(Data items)
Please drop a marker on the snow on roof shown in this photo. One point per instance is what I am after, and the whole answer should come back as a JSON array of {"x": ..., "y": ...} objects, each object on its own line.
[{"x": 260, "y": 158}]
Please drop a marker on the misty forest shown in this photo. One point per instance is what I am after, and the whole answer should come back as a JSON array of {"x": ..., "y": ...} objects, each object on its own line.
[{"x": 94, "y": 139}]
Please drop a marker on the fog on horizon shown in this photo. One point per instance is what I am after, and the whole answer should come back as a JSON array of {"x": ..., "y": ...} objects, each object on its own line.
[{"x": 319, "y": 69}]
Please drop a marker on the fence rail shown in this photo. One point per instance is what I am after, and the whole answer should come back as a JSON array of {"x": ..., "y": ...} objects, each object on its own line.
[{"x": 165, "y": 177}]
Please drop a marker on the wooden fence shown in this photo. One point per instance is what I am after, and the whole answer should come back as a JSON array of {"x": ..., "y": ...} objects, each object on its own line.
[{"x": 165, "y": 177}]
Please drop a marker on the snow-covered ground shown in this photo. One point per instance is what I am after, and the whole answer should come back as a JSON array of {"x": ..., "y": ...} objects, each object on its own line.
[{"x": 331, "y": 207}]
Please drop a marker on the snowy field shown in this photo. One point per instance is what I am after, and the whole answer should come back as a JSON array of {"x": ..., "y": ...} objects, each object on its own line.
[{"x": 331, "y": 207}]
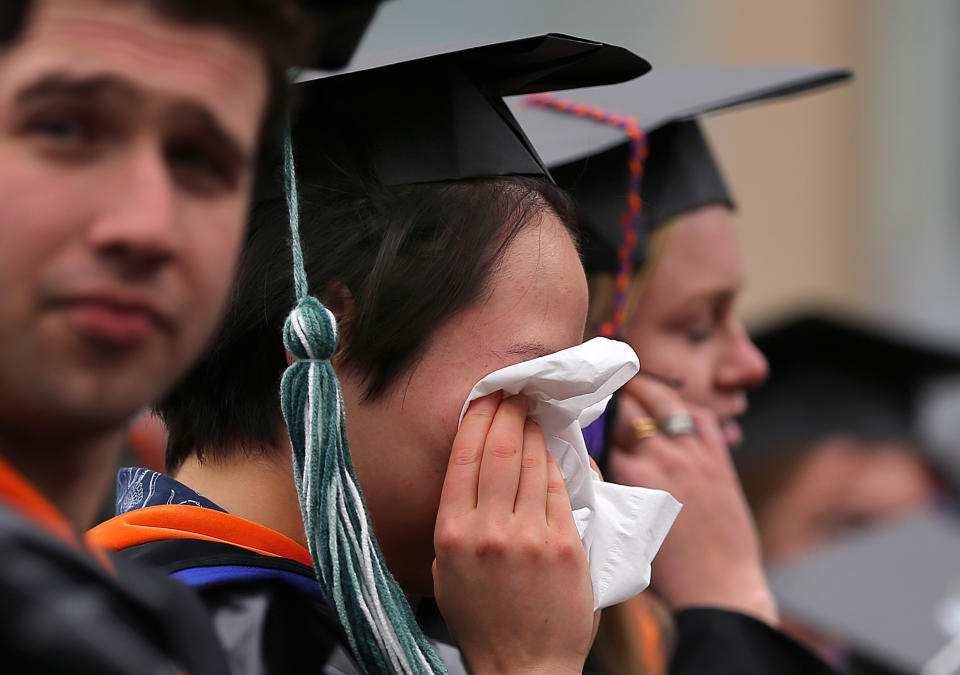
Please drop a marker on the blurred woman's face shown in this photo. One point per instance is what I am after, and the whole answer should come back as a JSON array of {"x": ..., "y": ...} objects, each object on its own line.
[
  {"x": 685, "y": 325},
  {"x": 535, "y": 303}
]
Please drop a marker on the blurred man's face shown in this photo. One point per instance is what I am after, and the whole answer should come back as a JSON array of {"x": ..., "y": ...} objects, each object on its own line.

-- Work instructions --
Copy every line of the listing above word for word, omitting the pictures.

-- Exercise output --
Please drop a marker on the snow on roof shown in this photo. One point per instance is what I am after, and the whole answer should come back as a JSON array of {"x": ..., "y": ...} objects, each object on its own line.
[{"x": 260, "y": 158}]
Please drop a marker on the misty forest shown in this photo. One point per instance is what I am after, and the whole answer should come back as a JSON array of {"x": ..., "y": ...} objects, each object on its own line.
[{"x": 94, "y": 139}]
Please drop a marker on the fog on horizon shown in this photo. One point per instance is what I am after, and the whole answer should come back as a JSON array of {"x": ..., "y": ...} objects, each object on its own line.
[{"x": 319, "y": 69}]
Please drop a marker on the fence rail shown in this photo. One point per instance is what I am after, and the whole answer should come back as a JSON array of {"x": ..., "y": ...} objects, each object on its own line.
[{"x": 165, "y": 177}]
Please drop a marker on the wooden fence shown in this photo. One point per instance is what I am after, and the whole answer should come back as a JSON array of {"x": ..., "y": ...} objects, each object on its own line.
[{"x": 165, "y": 177}]
Please drop a marker on the snow-covered ground shown in this photo. One point per instance is what I am after, and the whole answer should come back as a JSON array of {"x": ..., "y": ...} objects, each object on its own line.
[{"x": 331, "y": 207}]
Please drop a marker on the snowy field shown in this photo. One point per instance is what I am after, and the whole answer should come back as a JSON array of {"x": ..., "y": ...} objects, each object on its own line.
[{"x": 331, "y": 207}]
Please drop a marker on the blurred woman's face shown in this photo. One point per instance is what I am after, and the whole answer should come back as a JSON array of {"x": ..., "y": ...} objects, each object on its own line.
[
  {"x": 685, "y": 325},
  {"x": 535, "y": 303}
]
Please drop a marker on the blurred man's face shown in this photo. One point per instance is what I am after, and the whole answer should come back as a JSON array of {"x": ..., "y": ...} objects, each object on its own line.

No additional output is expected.